[DIRECTION 1]: In the post about a declined credit card, what was the writer trying to buy when the card was declined?

::: DOCUMENT EXCERPT

Archive | May, 2011

A little story about irony.

19 May

Something interesting happened while I was in London: my credit card was declined. I was trying to buy a watch for Alan for his birthday and the cashier held up the transaction slip for me to review: DECLINED.

What? I knew I wasn’t over my credit limit, so I asked him to run it again. Again, declined. I had just purchased rail tickets with it successfully the day before and – oh wait – I realized the problem: my card had been flagged since I used it overseas without alerting my bank.

It’s odd – I’ve been overseas dozens of times and never had my card put on hold. I’ve been with OTHER people when their cards have been put on hold, but mine has always been fine. And I’ve always defied conventional wisdom and never alerted my bank. This, however, was a new card, supported by a new bank. With apparently stricter security protocols.

::::::

[DIRECTION 2]: Gather every line of the listing that contains the string "column", treating uppercase and lowercase letters as different.

::: WORKING DATA

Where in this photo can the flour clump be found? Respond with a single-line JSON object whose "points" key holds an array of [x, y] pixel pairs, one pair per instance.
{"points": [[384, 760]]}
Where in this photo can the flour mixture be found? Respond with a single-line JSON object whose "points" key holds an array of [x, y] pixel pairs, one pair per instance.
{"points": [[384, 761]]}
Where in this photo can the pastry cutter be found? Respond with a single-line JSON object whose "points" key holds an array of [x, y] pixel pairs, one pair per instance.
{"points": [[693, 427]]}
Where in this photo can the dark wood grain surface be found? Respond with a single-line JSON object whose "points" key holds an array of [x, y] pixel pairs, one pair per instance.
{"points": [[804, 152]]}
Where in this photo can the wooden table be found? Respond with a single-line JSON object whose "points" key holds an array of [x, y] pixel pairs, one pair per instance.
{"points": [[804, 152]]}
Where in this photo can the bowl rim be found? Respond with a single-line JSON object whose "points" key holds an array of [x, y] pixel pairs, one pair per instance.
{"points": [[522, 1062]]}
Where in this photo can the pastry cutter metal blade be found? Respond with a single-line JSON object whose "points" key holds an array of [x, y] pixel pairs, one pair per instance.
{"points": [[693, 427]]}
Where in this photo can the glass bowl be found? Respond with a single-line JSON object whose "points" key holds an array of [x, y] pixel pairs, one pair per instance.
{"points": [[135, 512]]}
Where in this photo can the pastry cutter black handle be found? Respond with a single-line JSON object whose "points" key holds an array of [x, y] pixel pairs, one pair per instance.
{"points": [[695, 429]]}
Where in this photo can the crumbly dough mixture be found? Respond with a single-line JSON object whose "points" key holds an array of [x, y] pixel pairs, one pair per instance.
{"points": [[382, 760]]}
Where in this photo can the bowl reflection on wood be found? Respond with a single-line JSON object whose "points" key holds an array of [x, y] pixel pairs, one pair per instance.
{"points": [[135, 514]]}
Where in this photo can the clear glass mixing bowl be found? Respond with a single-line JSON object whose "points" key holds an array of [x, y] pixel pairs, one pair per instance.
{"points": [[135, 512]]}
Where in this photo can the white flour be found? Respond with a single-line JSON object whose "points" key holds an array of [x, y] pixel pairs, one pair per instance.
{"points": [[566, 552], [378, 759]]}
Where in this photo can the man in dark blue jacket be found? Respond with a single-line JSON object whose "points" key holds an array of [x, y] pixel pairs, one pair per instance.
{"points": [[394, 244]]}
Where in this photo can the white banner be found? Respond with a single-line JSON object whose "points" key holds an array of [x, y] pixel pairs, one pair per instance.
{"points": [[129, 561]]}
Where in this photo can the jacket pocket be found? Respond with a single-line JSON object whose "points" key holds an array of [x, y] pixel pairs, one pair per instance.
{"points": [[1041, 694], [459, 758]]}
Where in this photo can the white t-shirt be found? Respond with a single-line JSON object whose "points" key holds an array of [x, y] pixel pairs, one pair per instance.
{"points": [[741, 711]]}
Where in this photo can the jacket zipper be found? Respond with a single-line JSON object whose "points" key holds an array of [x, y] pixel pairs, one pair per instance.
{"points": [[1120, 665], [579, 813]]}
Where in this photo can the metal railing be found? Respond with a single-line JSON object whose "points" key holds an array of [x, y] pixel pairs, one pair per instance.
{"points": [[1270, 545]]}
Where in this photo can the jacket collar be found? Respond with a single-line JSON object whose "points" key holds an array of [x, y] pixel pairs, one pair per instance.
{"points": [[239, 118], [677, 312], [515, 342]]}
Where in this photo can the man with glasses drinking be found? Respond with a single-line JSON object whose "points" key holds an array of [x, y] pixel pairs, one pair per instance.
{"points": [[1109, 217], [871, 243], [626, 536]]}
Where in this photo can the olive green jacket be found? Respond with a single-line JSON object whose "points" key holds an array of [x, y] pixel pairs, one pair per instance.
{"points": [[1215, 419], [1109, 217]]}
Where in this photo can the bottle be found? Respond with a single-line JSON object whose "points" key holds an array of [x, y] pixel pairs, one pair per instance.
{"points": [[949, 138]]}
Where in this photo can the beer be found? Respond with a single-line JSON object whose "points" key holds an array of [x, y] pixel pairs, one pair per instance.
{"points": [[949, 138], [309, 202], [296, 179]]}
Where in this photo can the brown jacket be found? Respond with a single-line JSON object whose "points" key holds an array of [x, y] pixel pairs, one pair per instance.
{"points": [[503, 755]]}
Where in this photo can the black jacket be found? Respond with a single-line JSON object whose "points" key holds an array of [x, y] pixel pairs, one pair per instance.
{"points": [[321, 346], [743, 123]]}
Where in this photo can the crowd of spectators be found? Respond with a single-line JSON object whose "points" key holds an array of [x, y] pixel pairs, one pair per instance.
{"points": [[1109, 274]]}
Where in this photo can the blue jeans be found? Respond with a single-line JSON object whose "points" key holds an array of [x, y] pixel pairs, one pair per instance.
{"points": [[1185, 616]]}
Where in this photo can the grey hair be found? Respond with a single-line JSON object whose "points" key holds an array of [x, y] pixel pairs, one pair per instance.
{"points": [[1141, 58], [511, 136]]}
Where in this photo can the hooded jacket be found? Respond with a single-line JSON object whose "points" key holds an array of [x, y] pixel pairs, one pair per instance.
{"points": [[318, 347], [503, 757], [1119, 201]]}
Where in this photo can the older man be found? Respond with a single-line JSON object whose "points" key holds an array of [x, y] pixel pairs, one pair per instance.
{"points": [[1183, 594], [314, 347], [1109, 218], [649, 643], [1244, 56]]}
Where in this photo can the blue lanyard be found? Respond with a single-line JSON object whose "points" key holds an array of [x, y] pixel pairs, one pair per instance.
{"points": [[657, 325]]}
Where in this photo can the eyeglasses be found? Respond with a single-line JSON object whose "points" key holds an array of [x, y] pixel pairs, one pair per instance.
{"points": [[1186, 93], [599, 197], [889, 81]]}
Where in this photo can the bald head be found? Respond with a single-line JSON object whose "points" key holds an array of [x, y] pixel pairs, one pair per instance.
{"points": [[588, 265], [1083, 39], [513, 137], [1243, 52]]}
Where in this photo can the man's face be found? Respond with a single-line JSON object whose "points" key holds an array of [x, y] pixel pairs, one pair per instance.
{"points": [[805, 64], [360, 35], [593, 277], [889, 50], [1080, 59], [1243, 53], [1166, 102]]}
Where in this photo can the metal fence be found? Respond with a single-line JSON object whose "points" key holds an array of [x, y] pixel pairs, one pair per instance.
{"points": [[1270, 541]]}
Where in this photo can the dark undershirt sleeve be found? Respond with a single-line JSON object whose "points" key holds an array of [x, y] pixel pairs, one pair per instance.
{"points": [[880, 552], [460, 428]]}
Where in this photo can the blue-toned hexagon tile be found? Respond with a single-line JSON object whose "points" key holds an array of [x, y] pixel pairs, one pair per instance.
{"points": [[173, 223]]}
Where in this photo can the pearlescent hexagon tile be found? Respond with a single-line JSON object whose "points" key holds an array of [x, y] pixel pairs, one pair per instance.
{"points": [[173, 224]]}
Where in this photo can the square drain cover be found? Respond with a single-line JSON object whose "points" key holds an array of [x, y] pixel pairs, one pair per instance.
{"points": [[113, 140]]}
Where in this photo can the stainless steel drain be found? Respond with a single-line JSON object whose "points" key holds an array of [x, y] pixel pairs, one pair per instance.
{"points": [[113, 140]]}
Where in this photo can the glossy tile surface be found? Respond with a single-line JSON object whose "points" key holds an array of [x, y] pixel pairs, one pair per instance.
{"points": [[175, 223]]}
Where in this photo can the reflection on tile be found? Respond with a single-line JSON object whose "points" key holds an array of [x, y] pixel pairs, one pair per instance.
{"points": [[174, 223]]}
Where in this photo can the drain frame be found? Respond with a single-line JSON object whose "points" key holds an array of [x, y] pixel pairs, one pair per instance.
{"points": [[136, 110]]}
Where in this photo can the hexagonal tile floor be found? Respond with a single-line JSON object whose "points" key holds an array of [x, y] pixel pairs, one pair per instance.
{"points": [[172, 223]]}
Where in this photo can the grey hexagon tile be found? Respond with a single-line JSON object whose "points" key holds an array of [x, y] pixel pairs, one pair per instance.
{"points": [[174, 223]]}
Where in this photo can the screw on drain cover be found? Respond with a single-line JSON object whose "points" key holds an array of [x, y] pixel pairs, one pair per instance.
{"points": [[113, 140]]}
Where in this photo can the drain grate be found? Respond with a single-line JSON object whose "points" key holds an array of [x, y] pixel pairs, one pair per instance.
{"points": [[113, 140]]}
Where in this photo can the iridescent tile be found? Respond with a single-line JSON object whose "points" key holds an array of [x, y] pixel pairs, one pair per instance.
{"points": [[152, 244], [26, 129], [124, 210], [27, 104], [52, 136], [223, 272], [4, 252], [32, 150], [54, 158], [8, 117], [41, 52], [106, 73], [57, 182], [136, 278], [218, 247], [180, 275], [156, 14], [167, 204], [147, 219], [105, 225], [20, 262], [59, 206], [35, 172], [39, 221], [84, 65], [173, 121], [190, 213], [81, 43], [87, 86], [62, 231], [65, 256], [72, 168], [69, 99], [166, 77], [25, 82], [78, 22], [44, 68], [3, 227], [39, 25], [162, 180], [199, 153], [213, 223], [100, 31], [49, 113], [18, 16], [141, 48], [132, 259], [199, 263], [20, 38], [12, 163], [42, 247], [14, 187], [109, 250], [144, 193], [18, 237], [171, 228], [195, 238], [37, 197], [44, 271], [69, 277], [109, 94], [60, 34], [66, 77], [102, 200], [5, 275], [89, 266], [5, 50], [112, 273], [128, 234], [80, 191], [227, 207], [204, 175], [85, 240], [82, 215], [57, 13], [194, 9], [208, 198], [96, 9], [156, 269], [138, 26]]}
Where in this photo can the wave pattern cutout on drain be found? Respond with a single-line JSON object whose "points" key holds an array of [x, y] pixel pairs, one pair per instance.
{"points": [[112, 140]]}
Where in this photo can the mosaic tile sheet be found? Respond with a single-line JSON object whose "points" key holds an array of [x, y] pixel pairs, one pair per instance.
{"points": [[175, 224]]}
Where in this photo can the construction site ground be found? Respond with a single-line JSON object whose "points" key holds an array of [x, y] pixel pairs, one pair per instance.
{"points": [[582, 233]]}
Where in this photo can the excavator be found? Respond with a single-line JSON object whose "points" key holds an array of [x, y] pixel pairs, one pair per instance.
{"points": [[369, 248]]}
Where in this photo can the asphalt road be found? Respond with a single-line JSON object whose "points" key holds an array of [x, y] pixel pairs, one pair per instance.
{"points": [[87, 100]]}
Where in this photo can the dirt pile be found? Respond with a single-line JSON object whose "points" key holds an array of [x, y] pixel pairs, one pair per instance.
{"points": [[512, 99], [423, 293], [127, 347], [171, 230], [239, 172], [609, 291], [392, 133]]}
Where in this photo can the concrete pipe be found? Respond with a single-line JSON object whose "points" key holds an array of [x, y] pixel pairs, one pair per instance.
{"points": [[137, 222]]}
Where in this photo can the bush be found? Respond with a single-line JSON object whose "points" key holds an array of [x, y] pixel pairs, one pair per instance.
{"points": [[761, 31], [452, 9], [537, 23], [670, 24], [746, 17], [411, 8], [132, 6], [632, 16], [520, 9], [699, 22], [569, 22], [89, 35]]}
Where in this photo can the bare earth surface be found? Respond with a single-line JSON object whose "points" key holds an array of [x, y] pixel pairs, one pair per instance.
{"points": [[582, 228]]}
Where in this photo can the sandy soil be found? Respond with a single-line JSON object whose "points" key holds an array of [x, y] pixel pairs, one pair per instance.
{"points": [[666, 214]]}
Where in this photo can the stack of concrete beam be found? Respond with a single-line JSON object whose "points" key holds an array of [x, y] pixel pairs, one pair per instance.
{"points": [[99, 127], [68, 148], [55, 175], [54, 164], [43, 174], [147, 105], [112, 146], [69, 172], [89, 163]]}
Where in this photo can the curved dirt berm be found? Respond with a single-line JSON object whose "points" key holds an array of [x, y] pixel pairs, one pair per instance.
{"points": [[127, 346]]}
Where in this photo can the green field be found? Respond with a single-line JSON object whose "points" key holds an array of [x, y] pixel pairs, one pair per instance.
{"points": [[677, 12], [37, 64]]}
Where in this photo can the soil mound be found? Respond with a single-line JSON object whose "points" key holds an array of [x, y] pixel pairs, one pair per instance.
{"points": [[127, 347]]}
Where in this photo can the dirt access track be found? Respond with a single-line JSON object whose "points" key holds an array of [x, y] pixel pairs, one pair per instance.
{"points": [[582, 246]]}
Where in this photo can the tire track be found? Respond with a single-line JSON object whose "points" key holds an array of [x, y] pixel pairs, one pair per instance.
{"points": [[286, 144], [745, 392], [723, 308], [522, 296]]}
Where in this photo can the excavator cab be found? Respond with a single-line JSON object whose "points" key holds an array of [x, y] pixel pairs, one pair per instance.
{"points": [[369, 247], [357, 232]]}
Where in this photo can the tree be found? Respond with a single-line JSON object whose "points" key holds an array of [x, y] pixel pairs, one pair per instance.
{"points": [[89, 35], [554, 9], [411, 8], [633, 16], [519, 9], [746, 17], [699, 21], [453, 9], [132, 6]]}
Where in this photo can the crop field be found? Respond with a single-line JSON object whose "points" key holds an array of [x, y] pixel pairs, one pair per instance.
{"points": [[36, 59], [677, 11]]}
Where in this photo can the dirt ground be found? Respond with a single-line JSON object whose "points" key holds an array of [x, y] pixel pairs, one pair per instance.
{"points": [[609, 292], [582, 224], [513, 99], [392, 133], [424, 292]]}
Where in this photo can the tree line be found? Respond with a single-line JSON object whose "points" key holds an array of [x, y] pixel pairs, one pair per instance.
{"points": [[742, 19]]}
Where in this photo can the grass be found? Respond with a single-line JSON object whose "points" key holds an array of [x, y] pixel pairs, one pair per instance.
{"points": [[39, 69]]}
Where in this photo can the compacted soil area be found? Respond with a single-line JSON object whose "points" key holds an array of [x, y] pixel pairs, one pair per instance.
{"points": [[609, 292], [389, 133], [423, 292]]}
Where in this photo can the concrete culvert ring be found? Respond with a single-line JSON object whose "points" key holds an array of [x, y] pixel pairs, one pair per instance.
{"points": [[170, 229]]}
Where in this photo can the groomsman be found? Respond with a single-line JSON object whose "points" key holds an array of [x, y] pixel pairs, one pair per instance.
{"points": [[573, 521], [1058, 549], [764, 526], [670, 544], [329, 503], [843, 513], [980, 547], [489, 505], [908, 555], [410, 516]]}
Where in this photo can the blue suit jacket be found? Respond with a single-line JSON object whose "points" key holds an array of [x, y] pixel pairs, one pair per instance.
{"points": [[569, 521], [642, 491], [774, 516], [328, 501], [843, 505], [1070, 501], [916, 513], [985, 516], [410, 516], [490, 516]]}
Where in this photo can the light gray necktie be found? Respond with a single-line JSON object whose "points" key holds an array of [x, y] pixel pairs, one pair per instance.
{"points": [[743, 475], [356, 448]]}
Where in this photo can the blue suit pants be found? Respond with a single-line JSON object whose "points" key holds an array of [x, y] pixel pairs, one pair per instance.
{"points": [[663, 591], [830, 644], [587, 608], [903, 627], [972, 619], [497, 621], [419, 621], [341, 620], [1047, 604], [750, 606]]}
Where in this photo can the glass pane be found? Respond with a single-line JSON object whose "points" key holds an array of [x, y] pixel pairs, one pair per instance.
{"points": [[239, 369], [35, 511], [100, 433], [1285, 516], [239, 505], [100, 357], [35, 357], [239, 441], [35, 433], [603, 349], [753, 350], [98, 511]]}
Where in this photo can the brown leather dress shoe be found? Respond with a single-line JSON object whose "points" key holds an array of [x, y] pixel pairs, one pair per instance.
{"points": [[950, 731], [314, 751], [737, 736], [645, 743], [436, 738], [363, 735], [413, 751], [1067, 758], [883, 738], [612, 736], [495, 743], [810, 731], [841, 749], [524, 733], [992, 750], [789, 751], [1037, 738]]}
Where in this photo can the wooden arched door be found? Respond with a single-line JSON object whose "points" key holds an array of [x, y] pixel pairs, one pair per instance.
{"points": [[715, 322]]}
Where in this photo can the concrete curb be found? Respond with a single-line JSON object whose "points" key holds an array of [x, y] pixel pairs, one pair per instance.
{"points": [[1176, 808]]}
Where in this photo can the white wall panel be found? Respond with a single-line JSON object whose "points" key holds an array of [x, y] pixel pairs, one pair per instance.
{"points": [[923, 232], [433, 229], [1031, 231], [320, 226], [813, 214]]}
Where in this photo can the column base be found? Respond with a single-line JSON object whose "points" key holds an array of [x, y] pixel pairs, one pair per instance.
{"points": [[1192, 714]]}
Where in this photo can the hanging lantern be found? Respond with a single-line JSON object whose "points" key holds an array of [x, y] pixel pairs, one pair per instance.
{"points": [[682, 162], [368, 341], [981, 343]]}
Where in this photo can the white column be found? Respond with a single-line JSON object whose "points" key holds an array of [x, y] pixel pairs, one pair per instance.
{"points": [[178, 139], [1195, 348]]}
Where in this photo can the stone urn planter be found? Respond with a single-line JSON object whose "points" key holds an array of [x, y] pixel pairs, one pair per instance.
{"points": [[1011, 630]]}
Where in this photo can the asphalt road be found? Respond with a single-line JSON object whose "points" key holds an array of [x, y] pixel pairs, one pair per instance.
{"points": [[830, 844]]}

::::::

[EXERCISE RESULT 1]: A watch for Alan for his birthday.

[EXERCISE RESULT 2]:
Where in this photo can the column base be found? Respond with a single-line JSON object whose "points" key holds an array of [x, y] pixel pairs, one pair per instance.
Where in this photo can the white column be found? Respond with a single-line JSON object whose "points" key holds an array of [x, y] pixel pairs, one pair per instance.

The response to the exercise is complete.